═══ EXTRACT PROVIDED ═══

Keyboard shortcuts

Press or to navigate between chapters

Press S or / to search in the book

Press ? to show this help

Press Esc to hide this help

Migration Guide

This guide helps you migrate from manual worker management patterns to RpcNet's built-in cluster features, reducing code complexity and improving reliability.

Why Migrate?

Before: Manual Worker Management

Typical manual pattern requires ~200 lines of boilerplate:

#![allow(unused)]
fn main() {
// Custom worker tracking
struct WorkerPool {
    workers: Arc<Mutex<HashMap<Uuid, WorkerInfo>>>,
    next_idx: Arc<Mutex<usize>>,
}

struct WorkerInfo {
    id: Uuid,
    addr: SocketAddr,
    label: String,
    last_ping: Instant,
}

impl WorkerPool {
    // Manual registration
    async fn register_worker(&self, info: WorkerInfo) -> Uuid {
        let id = Uuid::new_v4();
        self.workers.lock().await.insert(id, info);
        id
    }
    
    // Manual round-robin selection
    async fn get_next_worker(&self) -> Option<WorkerInfo> {
        let workers = self.workers.lock().await;
        if workers.is_empty() {
            return None;
        }
        let mut idx = self.next_idx.lock().await;
        let worker_list: Vec<_> = workers.values().collect();
        let worker = worker_list[*idx % worker_list.len()].clone();
        *idx += 1;
        Some(worker)
    }
    
    // Manual health checking
    async fn check_health(&self) {
        let mut workers = self.workers.lock().await;
        workers.retain(|_, worker| {
            worker.last_ping.elapsed() < Duration::from_secs(30)
        });
    }
}
}

Problems:

  • ❌ No automatic discovery
  • ❌ Basic round-robin only
  • ❌ Simple timeout-based health checks
  • ❌ Manual connection management
  • ❌ No partition detection
  • ❌ ~200+ lines of error-prone code

After: Built-in Cluster Features

With RpcNet's cluster - only ~50 lines:

#![allow(unused)]
fn main() {
use rpcnet::cluster::{WorkerRegistry, LoadBalancingStrategy, ClusterClient};

// Automatic discovery + load balancing + health checking
let registry = Arc::new(WorkerRegistry::new(
    cluster,
    LoadBalancingStrategy::LeastConnections
));
registry.start().await;

let client = Arc::new(ClusterClient::new(registry, config));

// That's it! Everything else is automatic:
let result = client.call_worker("compute", data, Some("role=worker")).await?;
}

Benefits:

  • ✅ Automatic discovery via gossip
  • ✅ Multiple load balancing strategies
  • ✅ Phi Accrual failure detection
  • ✅ Efficient connection management
  • ✅ Partition detection
  • 75% code reduction

Migration Steps

Step 1: Add Cluster Feature

Update Cargo.toml:

[dependencies]
# Before
rpcnet = "0.2"

═══

* _BRIEF 1_
Count the lines of the records that contain the word "window". How many are there? Reply with the number only.
The RpcNet migration guide and the records are unrelated to each other.

═══ SUPPLIED MATERIAL ═══

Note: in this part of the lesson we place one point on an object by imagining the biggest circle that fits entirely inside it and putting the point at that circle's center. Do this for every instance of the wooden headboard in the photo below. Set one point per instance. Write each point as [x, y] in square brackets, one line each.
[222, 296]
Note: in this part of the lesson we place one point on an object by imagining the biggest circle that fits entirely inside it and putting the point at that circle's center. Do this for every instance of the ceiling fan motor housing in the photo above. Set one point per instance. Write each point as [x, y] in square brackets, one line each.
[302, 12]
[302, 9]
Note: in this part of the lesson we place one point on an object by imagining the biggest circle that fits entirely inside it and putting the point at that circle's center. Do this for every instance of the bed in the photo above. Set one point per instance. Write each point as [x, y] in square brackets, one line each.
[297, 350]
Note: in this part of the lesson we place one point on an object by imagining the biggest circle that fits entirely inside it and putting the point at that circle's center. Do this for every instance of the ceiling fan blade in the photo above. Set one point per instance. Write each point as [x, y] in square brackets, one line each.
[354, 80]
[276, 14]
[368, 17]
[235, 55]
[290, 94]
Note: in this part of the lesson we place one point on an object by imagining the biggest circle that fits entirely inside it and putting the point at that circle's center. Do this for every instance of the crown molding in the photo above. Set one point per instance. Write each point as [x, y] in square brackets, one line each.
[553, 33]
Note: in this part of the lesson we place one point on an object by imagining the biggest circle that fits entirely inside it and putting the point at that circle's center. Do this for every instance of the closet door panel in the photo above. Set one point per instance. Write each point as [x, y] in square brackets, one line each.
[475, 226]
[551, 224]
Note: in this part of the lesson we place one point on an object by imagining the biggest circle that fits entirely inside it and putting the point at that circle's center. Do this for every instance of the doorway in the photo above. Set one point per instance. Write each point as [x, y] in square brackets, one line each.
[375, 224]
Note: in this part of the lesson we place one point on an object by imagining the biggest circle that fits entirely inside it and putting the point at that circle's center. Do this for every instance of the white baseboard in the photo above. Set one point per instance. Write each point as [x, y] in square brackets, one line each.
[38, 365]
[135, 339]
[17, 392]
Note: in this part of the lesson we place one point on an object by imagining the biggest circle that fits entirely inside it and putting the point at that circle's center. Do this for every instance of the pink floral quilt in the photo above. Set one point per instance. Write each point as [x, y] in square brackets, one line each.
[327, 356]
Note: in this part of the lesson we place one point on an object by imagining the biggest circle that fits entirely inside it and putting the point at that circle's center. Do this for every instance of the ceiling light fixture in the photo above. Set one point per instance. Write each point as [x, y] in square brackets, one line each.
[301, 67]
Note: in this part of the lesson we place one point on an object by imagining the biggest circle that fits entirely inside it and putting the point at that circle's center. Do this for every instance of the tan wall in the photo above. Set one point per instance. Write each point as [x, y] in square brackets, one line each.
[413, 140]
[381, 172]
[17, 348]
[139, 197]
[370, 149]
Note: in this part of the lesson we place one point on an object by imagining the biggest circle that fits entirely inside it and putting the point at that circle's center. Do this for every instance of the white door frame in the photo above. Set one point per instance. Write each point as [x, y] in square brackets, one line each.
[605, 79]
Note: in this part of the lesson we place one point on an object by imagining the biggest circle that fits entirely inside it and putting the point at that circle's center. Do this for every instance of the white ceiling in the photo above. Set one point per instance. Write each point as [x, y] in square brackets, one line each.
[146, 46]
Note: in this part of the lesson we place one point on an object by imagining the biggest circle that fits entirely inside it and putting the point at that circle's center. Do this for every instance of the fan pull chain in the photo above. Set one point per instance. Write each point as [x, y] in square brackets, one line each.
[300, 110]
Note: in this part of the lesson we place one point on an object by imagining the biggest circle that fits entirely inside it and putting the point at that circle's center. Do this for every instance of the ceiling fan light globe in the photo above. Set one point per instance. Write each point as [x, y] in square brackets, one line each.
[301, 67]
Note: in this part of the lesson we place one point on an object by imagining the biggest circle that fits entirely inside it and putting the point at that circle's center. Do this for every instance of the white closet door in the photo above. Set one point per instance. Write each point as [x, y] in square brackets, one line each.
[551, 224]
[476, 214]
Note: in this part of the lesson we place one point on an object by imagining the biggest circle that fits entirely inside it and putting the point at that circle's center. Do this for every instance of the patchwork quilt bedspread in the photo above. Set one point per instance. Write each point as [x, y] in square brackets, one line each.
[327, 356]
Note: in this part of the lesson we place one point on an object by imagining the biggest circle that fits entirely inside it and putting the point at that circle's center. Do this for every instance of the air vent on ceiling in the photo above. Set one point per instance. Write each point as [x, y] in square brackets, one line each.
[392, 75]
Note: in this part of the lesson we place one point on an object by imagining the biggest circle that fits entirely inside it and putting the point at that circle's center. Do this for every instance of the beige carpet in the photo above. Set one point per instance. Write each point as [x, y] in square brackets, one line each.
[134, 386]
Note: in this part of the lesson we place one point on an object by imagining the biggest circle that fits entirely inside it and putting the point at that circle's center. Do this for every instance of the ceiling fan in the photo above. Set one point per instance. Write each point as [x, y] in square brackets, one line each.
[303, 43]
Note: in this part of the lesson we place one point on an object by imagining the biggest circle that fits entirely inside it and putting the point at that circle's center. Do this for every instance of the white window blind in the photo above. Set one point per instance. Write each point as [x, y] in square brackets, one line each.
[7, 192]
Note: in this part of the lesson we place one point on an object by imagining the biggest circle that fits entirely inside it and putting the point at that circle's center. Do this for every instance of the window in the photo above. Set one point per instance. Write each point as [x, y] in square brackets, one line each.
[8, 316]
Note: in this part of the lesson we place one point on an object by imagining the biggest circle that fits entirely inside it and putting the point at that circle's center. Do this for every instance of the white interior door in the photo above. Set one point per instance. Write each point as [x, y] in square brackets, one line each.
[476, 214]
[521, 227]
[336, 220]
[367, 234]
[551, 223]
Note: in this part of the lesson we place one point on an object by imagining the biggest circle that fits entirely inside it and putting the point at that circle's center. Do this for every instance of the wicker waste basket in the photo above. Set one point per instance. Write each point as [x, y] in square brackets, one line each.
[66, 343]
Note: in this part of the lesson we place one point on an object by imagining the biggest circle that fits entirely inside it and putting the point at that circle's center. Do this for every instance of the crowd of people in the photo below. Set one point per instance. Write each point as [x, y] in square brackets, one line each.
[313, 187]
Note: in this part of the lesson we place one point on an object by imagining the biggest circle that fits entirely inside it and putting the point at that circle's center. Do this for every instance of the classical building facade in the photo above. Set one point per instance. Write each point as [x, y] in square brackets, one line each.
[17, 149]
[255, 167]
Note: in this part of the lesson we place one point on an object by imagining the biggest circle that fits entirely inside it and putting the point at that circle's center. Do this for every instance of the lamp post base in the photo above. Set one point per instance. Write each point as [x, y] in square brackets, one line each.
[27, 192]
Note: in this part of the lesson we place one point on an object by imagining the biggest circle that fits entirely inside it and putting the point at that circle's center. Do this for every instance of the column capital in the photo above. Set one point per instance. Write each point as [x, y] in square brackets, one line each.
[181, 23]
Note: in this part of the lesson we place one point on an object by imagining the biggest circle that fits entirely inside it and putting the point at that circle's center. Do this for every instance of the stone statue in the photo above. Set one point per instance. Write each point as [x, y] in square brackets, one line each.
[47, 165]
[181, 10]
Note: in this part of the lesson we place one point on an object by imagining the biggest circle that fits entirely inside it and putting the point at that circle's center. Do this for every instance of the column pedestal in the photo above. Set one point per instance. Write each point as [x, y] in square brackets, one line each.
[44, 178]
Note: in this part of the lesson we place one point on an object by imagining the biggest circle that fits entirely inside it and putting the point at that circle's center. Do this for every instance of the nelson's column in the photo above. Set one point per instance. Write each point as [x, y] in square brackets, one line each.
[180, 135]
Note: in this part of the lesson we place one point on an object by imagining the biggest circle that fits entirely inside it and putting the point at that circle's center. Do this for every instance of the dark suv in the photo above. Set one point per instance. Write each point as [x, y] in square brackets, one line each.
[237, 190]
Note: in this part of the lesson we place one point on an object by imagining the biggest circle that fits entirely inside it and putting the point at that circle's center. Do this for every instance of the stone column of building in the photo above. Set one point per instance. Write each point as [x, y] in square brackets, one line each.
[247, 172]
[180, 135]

═══
═══ SUPPLIED MATERIAL ═══

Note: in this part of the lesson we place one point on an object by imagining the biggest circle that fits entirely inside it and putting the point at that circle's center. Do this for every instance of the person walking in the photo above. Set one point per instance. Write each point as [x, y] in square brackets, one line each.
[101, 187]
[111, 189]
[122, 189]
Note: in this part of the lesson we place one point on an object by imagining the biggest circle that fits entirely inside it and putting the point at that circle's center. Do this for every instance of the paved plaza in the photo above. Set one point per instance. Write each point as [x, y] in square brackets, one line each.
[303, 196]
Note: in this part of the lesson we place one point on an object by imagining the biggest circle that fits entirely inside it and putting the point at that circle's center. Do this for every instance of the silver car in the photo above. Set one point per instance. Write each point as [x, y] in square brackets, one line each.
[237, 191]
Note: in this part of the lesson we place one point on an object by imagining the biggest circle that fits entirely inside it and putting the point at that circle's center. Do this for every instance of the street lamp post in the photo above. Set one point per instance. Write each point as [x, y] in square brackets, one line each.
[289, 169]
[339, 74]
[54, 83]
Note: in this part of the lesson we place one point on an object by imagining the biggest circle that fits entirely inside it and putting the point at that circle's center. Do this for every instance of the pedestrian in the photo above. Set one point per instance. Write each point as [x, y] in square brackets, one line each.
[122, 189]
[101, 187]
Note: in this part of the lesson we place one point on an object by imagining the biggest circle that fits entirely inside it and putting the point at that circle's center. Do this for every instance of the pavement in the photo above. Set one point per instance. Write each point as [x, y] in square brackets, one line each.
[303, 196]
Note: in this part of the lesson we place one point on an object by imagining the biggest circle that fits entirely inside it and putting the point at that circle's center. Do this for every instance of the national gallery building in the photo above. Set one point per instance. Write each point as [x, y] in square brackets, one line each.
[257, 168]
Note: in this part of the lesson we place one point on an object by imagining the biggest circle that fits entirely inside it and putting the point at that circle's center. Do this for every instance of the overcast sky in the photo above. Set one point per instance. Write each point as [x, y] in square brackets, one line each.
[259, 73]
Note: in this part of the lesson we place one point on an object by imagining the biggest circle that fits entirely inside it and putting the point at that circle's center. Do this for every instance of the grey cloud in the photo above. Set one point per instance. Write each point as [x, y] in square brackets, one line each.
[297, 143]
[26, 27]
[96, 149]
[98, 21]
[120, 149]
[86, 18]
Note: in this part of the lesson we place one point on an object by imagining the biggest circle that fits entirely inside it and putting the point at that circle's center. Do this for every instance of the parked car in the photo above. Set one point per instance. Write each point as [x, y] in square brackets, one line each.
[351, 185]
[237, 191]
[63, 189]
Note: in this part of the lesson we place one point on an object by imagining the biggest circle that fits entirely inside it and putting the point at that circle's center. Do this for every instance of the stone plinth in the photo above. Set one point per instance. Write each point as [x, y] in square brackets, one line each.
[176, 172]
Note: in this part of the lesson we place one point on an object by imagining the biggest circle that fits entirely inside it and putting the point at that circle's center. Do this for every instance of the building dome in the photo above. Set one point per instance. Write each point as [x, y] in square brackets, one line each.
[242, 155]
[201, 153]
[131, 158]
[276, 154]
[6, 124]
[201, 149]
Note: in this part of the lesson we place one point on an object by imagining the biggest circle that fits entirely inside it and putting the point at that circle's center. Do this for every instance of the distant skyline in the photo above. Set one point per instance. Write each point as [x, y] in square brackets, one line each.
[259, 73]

═══

* _BRIEF 2_
Extend the RpcNet migration guide, starting right after the point where it stops.

* _TASK ANSWER 1_
2

* _TASK ANSWER 2_
# After
rpcnet = { version = "0.2", features = ["cluster"] }

Step 2: Enable Cluster on Server

Replace manual worker registration with cluster:

#![allow(unused)]
fn main() {
// Before: Manual RPC endpoint for registration
#[rpc_trait]
pub trait DirectorService {
    async fn register_worker(&self, info: WorkerInfo) -> Result<Uuid>;
}

// After: Enable cluster on server
let cluster_config = ClusterConfig::default()
    .with_bind_addr(bind_addr.parse()?);

let cluster = server.enable_cluster(cluster_config).await?;

// Tag for discovery
cluster.set_tag("role", "director");
}

Step 3: Replace WorkerPool with WorkerRegistry

#![allow(unused)]
fn main() {
// Before: Custom WorkerPool
let worker_pool = Arc::new(WorkerPool::new());

// Spawn health checker
tokio::spawn({
    let pool = worker_pool.clone();
    async move {
        loop {
            pool.check_health().await;
            tokio::time::sleep(Duration::from_secs(10)).await;
        }
    }
});

// After: Built-in WorkerRegistry
let registry = Arc::new(WorkerRegistry::new(
    cluster,
    LoadBalancingStrategy::LeastConnections
));
registry.start().await;  // Automatic health checking included!
}

Step 4: Update Worker Startup

#![allow(unused)]
fn main() {
// Before: Worker calls register RPC
let director_client = DirectorClient::connect(&director_addr, config).await?;
let worker_id = director_client.register_worker(WorkerInfo {
    label: worker_label,
    addr: worker_addr,
}).await?;

// After: Worker joins cluster
let cluster_config = ClusterConfig::default()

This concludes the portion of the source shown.